▶ **REQUIREMENTS**
Express as a JSON list of strings, one string per line and no blank lines, the lines starting with the line that contains "Detection brief: inspect the image and locate canvas" and going on through the line that contains "(60, 20), (310, 187)". Include both of those lines and no others.

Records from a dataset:

▬▬▬▬▬▬

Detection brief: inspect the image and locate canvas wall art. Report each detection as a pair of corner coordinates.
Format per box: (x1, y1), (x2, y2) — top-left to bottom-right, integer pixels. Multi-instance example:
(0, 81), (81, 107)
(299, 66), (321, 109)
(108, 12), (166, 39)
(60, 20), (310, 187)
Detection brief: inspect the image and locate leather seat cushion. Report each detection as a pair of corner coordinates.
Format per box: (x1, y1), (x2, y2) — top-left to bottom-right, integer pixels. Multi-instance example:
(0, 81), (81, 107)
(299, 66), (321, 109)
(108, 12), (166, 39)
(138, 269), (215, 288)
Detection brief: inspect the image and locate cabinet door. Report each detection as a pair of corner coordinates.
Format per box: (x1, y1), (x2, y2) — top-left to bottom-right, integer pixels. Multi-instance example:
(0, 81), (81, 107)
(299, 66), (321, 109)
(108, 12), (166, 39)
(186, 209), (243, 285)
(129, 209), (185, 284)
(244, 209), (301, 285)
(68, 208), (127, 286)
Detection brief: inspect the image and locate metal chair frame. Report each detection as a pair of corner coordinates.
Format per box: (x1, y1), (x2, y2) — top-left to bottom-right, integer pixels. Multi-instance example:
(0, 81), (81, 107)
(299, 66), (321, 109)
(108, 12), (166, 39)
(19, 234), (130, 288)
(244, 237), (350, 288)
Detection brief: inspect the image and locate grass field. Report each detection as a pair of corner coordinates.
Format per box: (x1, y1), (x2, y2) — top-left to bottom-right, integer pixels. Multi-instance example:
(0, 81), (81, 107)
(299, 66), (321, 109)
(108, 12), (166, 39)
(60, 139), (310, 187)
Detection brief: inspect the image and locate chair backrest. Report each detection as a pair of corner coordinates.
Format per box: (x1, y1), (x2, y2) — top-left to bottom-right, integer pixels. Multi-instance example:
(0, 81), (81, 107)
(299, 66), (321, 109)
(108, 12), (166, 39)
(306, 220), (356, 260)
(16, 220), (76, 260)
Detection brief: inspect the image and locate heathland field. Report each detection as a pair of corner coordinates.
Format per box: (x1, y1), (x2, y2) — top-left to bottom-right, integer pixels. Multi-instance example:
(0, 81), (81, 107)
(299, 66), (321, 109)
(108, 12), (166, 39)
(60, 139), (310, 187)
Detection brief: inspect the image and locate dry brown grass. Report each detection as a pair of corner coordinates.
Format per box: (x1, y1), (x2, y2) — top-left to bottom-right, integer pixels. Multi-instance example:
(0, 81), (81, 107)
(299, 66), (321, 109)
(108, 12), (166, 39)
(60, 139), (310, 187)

▬▬▬▬▬▬

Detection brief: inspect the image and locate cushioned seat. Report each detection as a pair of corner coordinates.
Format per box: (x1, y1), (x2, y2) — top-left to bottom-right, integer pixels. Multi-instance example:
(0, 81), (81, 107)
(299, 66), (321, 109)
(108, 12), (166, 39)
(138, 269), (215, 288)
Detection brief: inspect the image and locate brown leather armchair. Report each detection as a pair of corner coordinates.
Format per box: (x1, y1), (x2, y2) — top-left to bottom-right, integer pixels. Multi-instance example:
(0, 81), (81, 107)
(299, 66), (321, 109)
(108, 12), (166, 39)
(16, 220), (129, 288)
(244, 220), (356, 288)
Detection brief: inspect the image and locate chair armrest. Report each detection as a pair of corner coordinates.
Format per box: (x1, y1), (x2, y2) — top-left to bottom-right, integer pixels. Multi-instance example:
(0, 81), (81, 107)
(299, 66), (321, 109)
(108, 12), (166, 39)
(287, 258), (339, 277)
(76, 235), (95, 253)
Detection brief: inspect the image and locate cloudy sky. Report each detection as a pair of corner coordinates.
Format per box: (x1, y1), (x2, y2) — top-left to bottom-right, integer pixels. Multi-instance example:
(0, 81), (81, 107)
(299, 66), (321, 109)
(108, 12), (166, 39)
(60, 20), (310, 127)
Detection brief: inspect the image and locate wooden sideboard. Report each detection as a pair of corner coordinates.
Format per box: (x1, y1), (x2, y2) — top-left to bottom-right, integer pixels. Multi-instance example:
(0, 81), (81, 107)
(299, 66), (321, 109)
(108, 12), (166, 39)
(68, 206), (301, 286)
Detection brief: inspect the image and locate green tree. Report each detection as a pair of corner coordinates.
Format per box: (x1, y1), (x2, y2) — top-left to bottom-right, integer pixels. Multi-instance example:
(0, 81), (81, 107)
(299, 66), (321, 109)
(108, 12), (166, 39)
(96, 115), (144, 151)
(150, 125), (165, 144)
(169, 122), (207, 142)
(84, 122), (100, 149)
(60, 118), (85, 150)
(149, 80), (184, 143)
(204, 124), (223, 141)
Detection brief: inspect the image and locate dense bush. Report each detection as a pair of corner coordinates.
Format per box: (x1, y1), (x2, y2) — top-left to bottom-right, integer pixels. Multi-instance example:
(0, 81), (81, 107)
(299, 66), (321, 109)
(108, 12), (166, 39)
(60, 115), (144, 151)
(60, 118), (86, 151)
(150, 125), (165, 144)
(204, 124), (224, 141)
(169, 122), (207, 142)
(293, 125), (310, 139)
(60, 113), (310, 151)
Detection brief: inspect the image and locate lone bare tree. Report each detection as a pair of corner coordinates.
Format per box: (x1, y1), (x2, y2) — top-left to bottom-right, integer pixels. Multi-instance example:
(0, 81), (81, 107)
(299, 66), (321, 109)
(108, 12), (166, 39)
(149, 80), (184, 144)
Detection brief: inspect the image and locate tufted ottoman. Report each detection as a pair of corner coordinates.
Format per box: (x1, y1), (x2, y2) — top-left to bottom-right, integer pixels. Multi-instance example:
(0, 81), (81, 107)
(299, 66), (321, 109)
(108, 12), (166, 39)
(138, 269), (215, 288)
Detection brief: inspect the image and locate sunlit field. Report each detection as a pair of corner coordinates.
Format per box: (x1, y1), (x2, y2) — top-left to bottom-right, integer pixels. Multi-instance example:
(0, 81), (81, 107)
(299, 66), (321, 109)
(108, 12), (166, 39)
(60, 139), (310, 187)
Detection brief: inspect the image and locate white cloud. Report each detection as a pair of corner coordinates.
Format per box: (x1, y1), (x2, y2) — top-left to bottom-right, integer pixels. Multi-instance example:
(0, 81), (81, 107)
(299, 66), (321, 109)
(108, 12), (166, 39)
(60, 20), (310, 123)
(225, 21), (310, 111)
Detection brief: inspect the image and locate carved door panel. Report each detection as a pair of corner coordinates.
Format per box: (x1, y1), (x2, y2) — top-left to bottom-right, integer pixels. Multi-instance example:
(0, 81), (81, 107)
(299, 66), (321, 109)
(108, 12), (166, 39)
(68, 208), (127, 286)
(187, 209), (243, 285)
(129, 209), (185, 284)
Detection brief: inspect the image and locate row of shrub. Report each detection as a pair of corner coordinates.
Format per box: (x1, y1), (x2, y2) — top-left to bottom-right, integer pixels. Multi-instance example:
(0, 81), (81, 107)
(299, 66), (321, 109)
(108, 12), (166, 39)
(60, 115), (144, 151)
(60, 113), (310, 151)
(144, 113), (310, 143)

▬▬▬▬▬▬

▶ **CORRECT ANSWER**
[
  "Detection brief: inspect the image and locate canvas wall art. Report each detection as a pair of corner coordinates.",
  "Format per box: (x1, y1), (x2, y2) — top-left to bottom-right, integer pixels. Multi-instance example:",
  "(0, 81), (81, 107)",
  "(299, 66), (321, 109)",
  "(108, 12), (166, 39)",
  "(60, 20), (310, 187)"
]